▶ _STATED PROBLEM_:
Repeat the material verbatim. Images are excluded from the copy.
···
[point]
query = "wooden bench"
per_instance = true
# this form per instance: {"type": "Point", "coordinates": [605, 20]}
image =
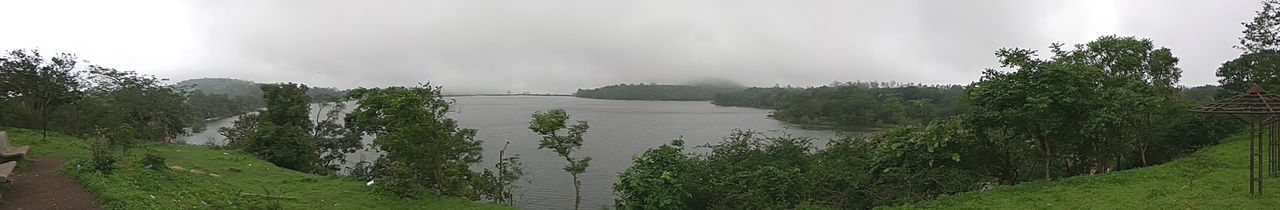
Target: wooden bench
{"type": "Point", "coordinates": [7, 169]}
{"type": "Point", "coordinates": [8, 150]}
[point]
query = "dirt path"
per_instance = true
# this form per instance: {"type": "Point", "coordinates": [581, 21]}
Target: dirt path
{"type": "Point", "coordinates": [41, 187]}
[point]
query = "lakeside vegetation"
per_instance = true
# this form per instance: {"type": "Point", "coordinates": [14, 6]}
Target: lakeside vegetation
{"type": "Point", "coordinates": [1211, 178]}
{"type": "Point", "coordinates": [243, 182]}
{"type": "Point", "coordinates": [658, 92]}
{"type": "Point", "coordinates": [1083, 126]}
{"type": "Point", "coordinates": [853, 104]}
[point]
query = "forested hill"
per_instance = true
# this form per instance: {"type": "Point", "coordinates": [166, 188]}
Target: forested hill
{"type": "Point", "coordinates": [657, 92]}
{"type": "Point", "coordinates": [219, 97]}
{"type": "Point", "coordinates": [223, 86]}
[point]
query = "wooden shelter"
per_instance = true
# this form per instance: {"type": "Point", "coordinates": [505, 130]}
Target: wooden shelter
{"type": "Point", "coordinates": [1261, 109]}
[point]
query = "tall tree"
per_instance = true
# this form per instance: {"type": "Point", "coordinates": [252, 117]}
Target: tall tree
{"type": "Point", "coordinates": [1261, 59]}
{"type": "Point", "coordinates": [156, 110]}
{"type": "Point", "coordinates": [425, 150]}
{"type": "Point", "coordinates": [563, 138]}
{"type": "Point", "coordinates": [41, 85]}
{"type": "Point", "coordinates": [1262, 33]}
{"type": "Point", "coordinates": [282, 135]}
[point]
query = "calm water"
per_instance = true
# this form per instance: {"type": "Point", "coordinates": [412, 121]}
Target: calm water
{"type": "Point", "coordinates": [620, 129]}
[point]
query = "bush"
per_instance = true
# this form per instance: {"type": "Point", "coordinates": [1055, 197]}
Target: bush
{"type": "Point", "coordinates": [152, 160]}
{"type": "Point", "coordinates": [103, 159]}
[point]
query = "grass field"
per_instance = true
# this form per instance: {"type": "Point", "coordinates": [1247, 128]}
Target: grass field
{"type": "Point", "coordinates": [1212, 178]}
{"type": "Point", "coordinates": [246, 182]}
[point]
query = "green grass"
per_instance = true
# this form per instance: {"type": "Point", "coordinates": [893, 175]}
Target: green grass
{"type": "Point", "coordinates": [1212, 178]}
{"type": "Point", "coordinates": [257, 185]}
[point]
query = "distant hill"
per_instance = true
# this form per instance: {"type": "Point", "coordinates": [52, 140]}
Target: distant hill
{"type": "Point", "coordinates": [657, 92]}
{"type": "Point", "coordinates": [224, 86]}
{"type": "Point", "coordinates": [250, 90]}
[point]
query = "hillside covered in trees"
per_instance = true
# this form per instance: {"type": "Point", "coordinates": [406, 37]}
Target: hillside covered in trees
{"type": "Point", "coordinates": [657, 92]}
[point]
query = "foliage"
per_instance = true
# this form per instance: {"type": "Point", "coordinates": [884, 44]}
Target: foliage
{"type": "Point", "coordinates": [1096, 108]}
{"type": "Point", "coordinates": [657, 178]}
{"type": "Point", "coordinates": [152, 160]}
{"type": "Point", "coordinates": [862, 104]}
{"type": "Point", "coordinates": [333, 141]}
{"type": "Point", "coordinates": [238, 135]}
{"type": "Point", "coordinates": [563, 140]}
{"type": "Point", "coordinates": [1101, 106]}
{"type": "Point", "coordinates": [282, 133]}
{"type": "Point", "coordinates": [219, 105]}
{"type": "Point", "coordinates": [122, 138]}
{"type": "Point", "coordinates": [1262, 33]}
{"type": "Point", "coordinates": [425, 151]}
{"type": "Point", "coordinates": [1261, 53]}
{"type": "Point", "coordinates": [1210, 178]}
{"type": "Point", "coordinates": [657, 92]}
{"type": "Point", "coordinates": [39, 83]}
{"type": "Point", "coordinates": [103, 158]}
{"type": "Point", "coordinates": [1256, 68]}
{"type": "Point", "coordinates": [132, 186]}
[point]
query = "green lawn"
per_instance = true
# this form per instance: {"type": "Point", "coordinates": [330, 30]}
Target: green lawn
{"type": "Point", "coordinates": [1212, 178]}
{"type": "Point", "coordinates": [256, 185]}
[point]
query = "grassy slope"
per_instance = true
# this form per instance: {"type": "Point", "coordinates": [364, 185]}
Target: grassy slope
{"type": "Point", "coordinates": [1214, 178]}
{"type": "Point", "coordinates": [133, 186]}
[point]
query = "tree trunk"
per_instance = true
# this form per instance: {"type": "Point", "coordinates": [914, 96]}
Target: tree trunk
{"type": "Point", "coordinates": [577, 193]}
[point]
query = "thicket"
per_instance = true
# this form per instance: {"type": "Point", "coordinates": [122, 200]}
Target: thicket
{"type": "Point", "coordinates": [656, 92]}
{"type": "Point", "coordinates": [1101, 106]}
{"type": "Point", "coordinates": [860, 104]}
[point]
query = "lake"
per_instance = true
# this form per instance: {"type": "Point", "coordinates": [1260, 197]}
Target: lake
{"type": "Point", "coordinates": [620, 129]}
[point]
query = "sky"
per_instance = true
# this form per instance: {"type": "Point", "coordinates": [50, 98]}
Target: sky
{"type": "Point", "coordinates": [562, 45]}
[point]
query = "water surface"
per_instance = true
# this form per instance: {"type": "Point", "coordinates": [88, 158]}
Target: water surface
{"type": "Point", "coordinates": [620, 129]}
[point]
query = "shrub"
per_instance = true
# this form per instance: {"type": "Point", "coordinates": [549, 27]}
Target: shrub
{"type": "Point", "coordinates": [103, 159]}
{"type": "Point", "coordinates": [152, 160]}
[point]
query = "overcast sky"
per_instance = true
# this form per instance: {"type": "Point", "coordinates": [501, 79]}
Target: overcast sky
{"type": "Point", "coordinates": [562, 45]}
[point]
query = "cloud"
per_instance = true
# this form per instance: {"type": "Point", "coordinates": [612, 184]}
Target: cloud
{"type": "Point", "coordinates": [562, 45]}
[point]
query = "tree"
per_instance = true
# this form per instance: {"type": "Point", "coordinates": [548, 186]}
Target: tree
{"type": "Point", "coordinates": [156, 112]}
{"type": "Point", "coordinates": [333, 140]}
{"type": "Point", "coordinates": [1261, 46]}
{"type": "Point", "coordinates": [238, 135]}
{"type": "Point", "coordinates": [563, 138]}
{"type": "Point", "coordinates": [425, 150]}
{"type": "Point", "coordinates": [1262, 33]}
{"type": "Point", "coordinates": [1260, 68]}
{"type": "Point", "coordinates": [282, 135]}
{"type": "Point", "coordinates": [41, 85]}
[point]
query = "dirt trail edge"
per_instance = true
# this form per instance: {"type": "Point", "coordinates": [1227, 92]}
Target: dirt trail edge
{"type": "Point", "coordinates": [41, 187]}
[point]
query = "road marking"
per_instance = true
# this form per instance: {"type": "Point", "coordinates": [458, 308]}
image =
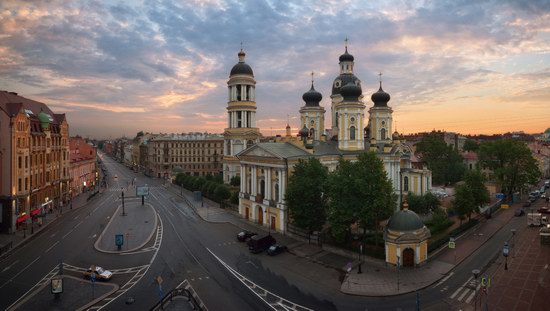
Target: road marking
{"type": "Point", "coordinates": [443, 280]}
{"type": "Point", "coordinates": [463, 294]}
{"type": "Point", "coordinates": [21, 271]}
{"type": "Point", "coordinates": [67, 234]}
{"type": "Point", "coordinates": [54, 244]}
{"type": "Point", "coordinates": [472, 294]}
{"type": "Point", "coordinates": [8, 267]}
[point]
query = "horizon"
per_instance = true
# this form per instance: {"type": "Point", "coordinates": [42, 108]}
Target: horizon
{"type": "Point", "coordinates": [469, 67]}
···
▶ _SOLUTION TO THE PROBLEM_:
[point]
query = "wooden bench"
per_instance = true
# this form per instance: {"type": "Point", "coordinates": [605, 20]}
image =
Target: wooden bench
{"type": "Point", "coordinates": [7, 169]}
{"type": "Point", "coordinates": [8, 150]}
[point]
query = "dirt path"
per_instance = true
# this form per instance: {"type": "Point", "coordinates": [581, 21]}
Target: dirt path
{"type": "Point", "coordinates": [41, 187]}
[point]
query = "lakeside vegetation"
per_instance = true
# this form per instance: {"type": "Point", "coordinates": [14, 6]}
Target: lakeside vegetation
{"type": "Point", "coordinates": [1211, 178]}
{"type": "Point", "coordinates": [243, 182]}
{"type": "Point", "coordinates": [658, 92]}
{"type": "Point", "coordinates": [1083, 126]}
{"type": "Point", "coordinates": [853, 104]}
[point]
query = "forested hill"
per_instance = true
# this form per instance: {"type": "Point", "coordinates": [166, 188]}
Target: forested hill
{"type": "Point", "coordinates": [657, 92]}
{"type": "Point", "coordinates": [219, 97]}
{"type": "Point", "coordinates": [223, 86]}
[point]
query = "wooden shelter"
per_instance = true
# this form per instance: {"type": "Point", "coordinates": [505, 130]}
Target: wooden shelter
{"type": "Point", "coordinates": [1261, 109]}
[point]
query = "tall tree"
per_instance = true
# this form per instance: {"type": "Point", "coordinates": [252, 117]}
Target: tall tree
{"type": "Point", "coordinates": [1261, 59]}
{"type": "Point", "coordinates": [156, 110]}
{"type": "Point", "coordinates": [425, 150]}
{"type": "Point", "coordinates": [563, 138]}
{"type": "Point", "coordinates": [41, 85]}
{"type": "Point", "coordinates": [1262, 33]}
{"type": "Point", "coordinates": [282, 135]}
[point]
query = "calm water"
per_instance = true
# this form per instance: {"type": "Point", "coordinates": [412, 121]}
Target: calm water
{"type": "Point", "coordinates": [620, 129]}
[point]
query = "bush"
per_instance = true
# this form per instance: {"type": "Point", "coordinates": [1055, 197]}
Target: bush
{"type": "Point", "coordinates": [152, 160]}
{"type": "Point", "coordinates": [103, 159]}
[point]
query = "grass field"
per_instance = true
# this form per instance: {"type": "Point", "coordinates": [1247, 128]}
Target: grass field
{"type": "Point", "coordinates": [1212, 178]}
{"type": "Point", "coordinates": [246, 182]}
[point]
query = "green grass"
per_instance = true
# this form per instance: {"type": "Point", "coordinates": [893, 175]}
Target: green grass
{"type": "Point", "coordinates": [1212, 178]}
{"type": "Point", "coordinates": [257, 185]}
[point]
query = "distant hill"
per_instance = true
# this form per instance: {"type": "Point", "coordinates": [52, 140]}
Target: distant hill
{"type": "Point", "coordinates": [657, 92]}
{"type": "Point", "coordinates": [224, 86]}
{"type": "Point", "coordinates": [250, 90]}
[point]
query = "hillside covered in trees"
per_instance = true
# this form per instance: {"type": "Point", "coordinates": [406, 37]}
Target: hillside covered in trees
{"type": "Point", "coordinates": [657, 92]}
[point]
query = "foliage"
per_instance = true
# this form per instance: {"type": "Point", "coordinates": [884, 44]}
Target: foliage
{"type": "Point", "coordinates": [1096, 108]}
{"type": "Point", "coordinates": [657, 178]}
{"type": "Point", "coordinates": [152, 160]}
{"type": "Point", "coordinates": [862, 104]}
{"type": "Point", "coordinates": [333, 141]}
{"type": "Point", "coordinates": [238, 135]}
{"type": "Point", "coordinates": [563, 140]}
{"type": "Point", "coordinates": [1101, 106]}
{"type": "Point", "coordinates": [282, 133]}
{"type": "Point", "coordinates": [219, 105]}
{"type": "Point", "coordinates": [122, 138]}
{"type": "Point", "coordinates": [1262, 33]}
{"type": "Point", "coordinates": [425, 151]}
{"type": "Point", "coordinates": [1261, 53]}
{"type": "Point", "coordinates": [1210, 178]}
{"type": "Point", "coordinates": [657, 92]}
{"type": "Point", "coordinates": [39, 83]}
{"type": "Point", "coordinates": [103, 158]}
{"type": "Point", "coordinates": [1256, 68]}
{"type": "Point", "coordinates": [132, 186]}
[point]
query = "green lawn"
per_instance = true
# this form per instance: {"type": "Point", "coordinates": [330, 30]}
Target: green lawn
{"type": "Point", "coordinates": [1212, 178]}
{"type": "Point", "coordinates": [256, 185]}
[point]
query = "grassy slope"
per_instance = true
# this form per instance: {"type": "Point", "coordinates": [364, 185]}
Target: grassy slope
{"type": "Point", "coordinates": [1214, 178]}
{"type": "Point", "coordinates": [133, 186]}
[point]
query = "tree trunk"
per_instance = true
# this form per instance: {"type": "Point", "coordinates": [914, 96]}
Target: tree trunk
{"type": "Point", "coordinates": [577, 193]}
[point]
query = "thicket"
per_instance = true
# this form per instance: {"type": "Point", "coordinates": [122, 200]}
Target: thicket
{"type": "Point", "coordinates": [656, 92]}
{"type": "Point", "coordinates": [1101, 106]}
{"type": "Point", "coordinates": [860, 104]}
[point]
query = "lake"
per_instance = true
# this form per instance: {"type": "Point", "coordinates": [1260, 197]}
Target: lake
{"type": "Point", "coordinates": [620, 129]}
[point]
query = "sky"
per_instance = true
# this form per instance: {"type": "Point", "coordinates": [50, 98]}
Target: sky
{"type": "Point", "coordinates": [562, 45]}
[point]
query = "water surface"
per_instance = true
# this form per instance: {"type": "Point", "coordinates": [88, 158]}
Target: water surface
{"type": "Point", "coordinates": [620, 129]}
[point]
query = "shrub"
per_instance = true
# this form per instance: {"type": "Point", "coordinates": [549, 27]}
Target: shrub
{"type": "Point", "coordinates": [103, 159]}
{"type": "Point", "coordinates": [152, 160]}
[point]
query = "overcast sky"
per_instance = true
# this form per instance: {"type": "Point", "coordinates": [501, 79]}
Target: overcast sky
{"type": "Point", "coordinates": [562, 45]}
[point]
query = "cloud"
per_instance = true
# this form per instance: {"type": "Point", "coordinates": [612, 184]}
Target: cloud
{"type": "Point", "coordinates": [562, 45]}
[point]
query = "tree"
per_instance = true
# this form per instance: {"type": "Point", "coordinates": [548, 186]}
Target: tree
{"type": "Point", "coordinates": [156, 112]}
{"type": "Point", "coordinates": [333, 140]}
{"type": "Point", "coordinates": [1261, 46]}
{"type": "Point", "coordinates": [238, 135]}
{"type": "Point", "coordinates": [563, 138]}
{"type": "Point", "coordinates": [425, 150]}
{"type": "Point", "coordinates": [1262, 33]}
{"type": "Point", "coordinates": [1260, 68]}
{"type": "Point", "coordinates": [282, 135]}
{"type": "Point", "coordinates": [41, 85]}
[point]
query = "dirt trail edge"
per_instance = true
# this form per instance: {"type": "Point", "coordinates": [1227, 92]}
Target: dirt trail edge
{"type": "Point", "coordinates": [41, 187]}
[point]
query = "road marking"
per_instance = true
# this form per instance: {"type": "Point", "coordinates": [458, 308]}
image =
Target: road marking
{"type": "Point", "coordinates": [443, 280]}
{"type": "Point", "coordinates": [463, 294]}
{"type": "Point", "coordinates": [21, 271]}
{"type": "Point", "coordinates": [67, 234]}
{"type": "Point", "coordinates": [54, 244]}
{"type": "Point", "coordinates": [472, 294]}
{"type": "Point", "coordinates": [8, 267]}
[point]
query = "horizon"
per_instance = true
# this form per instance: {"type": "Point", "coordinates": [42, 108]}
Target: horizon
{"type": "Point", "coordinates": [469, 67]}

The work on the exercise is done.